[Collection entries]
BEGIN
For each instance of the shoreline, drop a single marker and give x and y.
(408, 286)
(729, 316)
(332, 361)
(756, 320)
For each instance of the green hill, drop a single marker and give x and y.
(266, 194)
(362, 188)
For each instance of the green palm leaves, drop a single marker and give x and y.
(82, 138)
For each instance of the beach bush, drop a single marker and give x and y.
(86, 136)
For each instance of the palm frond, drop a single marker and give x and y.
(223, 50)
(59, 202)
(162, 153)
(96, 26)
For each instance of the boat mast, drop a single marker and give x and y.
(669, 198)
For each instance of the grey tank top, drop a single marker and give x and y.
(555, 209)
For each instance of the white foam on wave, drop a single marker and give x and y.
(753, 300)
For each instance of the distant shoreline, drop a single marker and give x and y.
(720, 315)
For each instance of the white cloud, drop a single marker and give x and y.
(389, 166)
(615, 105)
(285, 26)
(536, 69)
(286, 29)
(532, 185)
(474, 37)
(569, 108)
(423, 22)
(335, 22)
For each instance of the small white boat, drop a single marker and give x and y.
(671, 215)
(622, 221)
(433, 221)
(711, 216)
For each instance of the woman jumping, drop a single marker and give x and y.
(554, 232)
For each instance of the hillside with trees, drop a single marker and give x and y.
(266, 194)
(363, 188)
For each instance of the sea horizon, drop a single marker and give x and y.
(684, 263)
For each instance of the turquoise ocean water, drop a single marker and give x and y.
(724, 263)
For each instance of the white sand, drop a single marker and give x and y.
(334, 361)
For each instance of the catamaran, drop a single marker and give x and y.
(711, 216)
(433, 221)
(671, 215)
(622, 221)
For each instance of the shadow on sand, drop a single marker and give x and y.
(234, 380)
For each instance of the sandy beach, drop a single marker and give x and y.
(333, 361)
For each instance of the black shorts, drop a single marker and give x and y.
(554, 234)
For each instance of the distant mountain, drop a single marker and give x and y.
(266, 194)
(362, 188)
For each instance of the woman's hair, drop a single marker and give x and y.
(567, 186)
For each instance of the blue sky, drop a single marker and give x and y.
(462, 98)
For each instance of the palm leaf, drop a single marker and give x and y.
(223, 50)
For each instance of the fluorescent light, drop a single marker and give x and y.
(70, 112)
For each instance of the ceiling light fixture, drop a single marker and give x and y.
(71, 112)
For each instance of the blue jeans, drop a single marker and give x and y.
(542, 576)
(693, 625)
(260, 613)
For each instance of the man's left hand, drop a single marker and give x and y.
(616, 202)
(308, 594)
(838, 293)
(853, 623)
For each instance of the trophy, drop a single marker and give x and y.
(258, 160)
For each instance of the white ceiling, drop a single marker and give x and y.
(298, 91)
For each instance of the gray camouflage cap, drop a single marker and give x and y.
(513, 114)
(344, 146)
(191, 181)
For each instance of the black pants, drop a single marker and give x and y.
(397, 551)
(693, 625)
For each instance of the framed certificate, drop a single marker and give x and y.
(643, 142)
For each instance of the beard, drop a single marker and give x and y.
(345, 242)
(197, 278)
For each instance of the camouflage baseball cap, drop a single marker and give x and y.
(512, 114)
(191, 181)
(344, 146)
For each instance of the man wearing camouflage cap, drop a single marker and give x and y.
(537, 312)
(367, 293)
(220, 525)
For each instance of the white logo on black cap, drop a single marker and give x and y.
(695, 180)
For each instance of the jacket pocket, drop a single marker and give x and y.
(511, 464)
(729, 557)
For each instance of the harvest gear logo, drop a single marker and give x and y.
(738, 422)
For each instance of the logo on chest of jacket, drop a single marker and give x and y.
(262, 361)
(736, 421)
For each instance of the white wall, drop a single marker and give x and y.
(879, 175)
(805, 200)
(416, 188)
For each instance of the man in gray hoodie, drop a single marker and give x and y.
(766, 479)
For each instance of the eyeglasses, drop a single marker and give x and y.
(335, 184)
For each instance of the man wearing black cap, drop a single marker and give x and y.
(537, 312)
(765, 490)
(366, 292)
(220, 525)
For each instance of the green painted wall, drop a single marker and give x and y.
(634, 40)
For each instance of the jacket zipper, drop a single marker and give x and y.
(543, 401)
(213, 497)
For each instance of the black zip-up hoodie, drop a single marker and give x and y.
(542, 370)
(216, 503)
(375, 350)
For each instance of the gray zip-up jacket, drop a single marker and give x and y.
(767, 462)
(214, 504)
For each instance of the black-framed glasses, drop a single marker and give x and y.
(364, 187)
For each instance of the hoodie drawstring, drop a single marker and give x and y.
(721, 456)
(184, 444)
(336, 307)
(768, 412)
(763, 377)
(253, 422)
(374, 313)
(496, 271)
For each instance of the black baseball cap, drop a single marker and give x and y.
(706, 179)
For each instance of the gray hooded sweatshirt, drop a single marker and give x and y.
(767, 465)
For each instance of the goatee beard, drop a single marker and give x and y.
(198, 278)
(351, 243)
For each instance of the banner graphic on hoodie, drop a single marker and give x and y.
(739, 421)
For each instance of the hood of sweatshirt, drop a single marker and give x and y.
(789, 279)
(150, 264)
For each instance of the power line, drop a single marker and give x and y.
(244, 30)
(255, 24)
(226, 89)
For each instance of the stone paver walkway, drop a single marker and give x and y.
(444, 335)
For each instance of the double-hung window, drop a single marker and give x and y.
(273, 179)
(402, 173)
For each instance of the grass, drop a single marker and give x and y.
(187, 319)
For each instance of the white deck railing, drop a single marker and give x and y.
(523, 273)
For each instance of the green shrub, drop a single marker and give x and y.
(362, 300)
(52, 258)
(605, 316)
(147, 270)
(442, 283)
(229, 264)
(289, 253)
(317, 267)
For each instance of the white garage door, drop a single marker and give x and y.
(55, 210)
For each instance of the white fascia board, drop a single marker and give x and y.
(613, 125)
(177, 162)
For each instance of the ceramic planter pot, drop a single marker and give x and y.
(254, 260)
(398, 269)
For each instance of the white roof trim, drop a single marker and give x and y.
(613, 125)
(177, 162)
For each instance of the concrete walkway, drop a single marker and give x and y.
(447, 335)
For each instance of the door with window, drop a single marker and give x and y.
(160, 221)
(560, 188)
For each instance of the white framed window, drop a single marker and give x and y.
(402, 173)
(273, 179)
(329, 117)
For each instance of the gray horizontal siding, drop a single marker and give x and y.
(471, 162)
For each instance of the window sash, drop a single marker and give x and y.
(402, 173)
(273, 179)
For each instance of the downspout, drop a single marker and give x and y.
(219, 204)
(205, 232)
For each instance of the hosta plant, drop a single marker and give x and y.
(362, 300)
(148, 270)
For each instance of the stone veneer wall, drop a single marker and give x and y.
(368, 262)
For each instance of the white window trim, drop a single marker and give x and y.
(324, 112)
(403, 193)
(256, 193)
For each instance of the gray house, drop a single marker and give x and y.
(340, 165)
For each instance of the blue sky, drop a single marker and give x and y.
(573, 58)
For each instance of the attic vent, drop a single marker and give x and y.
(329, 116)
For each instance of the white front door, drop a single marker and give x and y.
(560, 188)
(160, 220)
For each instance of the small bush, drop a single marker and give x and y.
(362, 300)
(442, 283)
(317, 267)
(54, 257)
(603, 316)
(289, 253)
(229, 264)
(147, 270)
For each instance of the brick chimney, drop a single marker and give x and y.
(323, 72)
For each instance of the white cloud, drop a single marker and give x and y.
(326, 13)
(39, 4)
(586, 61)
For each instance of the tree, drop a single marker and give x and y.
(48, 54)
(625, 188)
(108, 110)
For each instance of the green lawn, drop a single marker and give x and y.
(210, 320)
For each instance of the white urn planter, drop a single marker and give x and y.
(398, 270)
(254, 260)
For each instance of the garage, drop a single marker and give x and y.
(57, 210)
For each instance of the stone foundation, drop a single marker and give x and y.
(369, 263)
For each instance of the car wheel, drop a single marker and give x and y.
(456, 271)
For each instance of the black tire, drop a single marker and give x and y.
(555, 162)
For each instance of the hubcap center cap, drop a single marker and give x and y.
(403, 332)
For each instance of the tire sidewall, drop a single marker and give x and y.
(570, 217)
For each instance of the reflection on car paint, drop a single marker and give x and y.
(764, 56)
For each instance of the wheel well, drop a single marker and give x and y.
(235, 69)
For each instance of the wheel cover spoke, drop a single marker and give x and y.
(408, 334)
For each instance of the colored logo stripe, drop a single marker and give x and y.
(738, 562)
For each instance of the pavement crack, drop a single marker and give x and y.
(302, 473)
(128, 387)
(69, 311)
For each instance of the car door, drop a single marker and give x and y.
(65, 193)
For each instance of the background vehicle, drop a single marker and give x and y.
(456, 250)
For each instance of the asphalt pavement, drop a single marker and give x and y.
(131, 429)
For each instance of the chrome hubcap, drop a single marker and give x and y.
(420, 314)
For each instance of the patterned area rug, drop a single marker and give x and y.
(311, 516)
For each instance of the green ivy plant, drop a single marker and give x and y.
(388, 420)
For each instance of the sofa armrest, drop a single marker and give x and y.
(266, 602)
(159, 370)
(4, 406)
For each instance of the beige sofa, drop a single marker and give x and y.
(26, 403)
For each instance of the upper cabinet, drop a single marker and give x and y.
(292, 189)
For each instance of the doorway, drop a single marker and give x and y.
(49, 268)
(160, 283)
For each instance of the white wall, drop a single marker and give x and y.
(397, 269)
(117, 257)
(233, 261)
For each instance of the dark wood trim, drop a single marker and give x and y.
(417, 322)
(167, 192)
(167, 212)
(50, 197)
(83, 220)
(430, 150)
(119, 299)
END
The problem: What is needed is an exact copy of the line containing "For each instance of the green ivy" and each line after it, through the final line of the entries above.

Task result:
For each instance of the green ivy plant, drop a single marker and give x and y.
(388, 420)
For each instance of the sofa armrest, drop a single marker and give x and y.
(266, 602)
(159, 370)
(4, 406)
For each instance of the beige sofa, drop a single marker and give x and y.
(26, 403)
For each instance of the upper cabinet, drop a single marker and give x and y.
(292, 189)
For each instance of the doorway, drop a single marker and give x and y.
(49, 268)
(160, 283)
For each instance of the white wall, drop a single marker and give x and y.
(397, 269)
(117, 257)
(233, 261)
For each instance of the dark wood trim, drop a single marker and give x and y.
(417, 322)
(167, 192)
(167, 212)
(50, 197)
(83, 220)
(430, 150)
(119, 299)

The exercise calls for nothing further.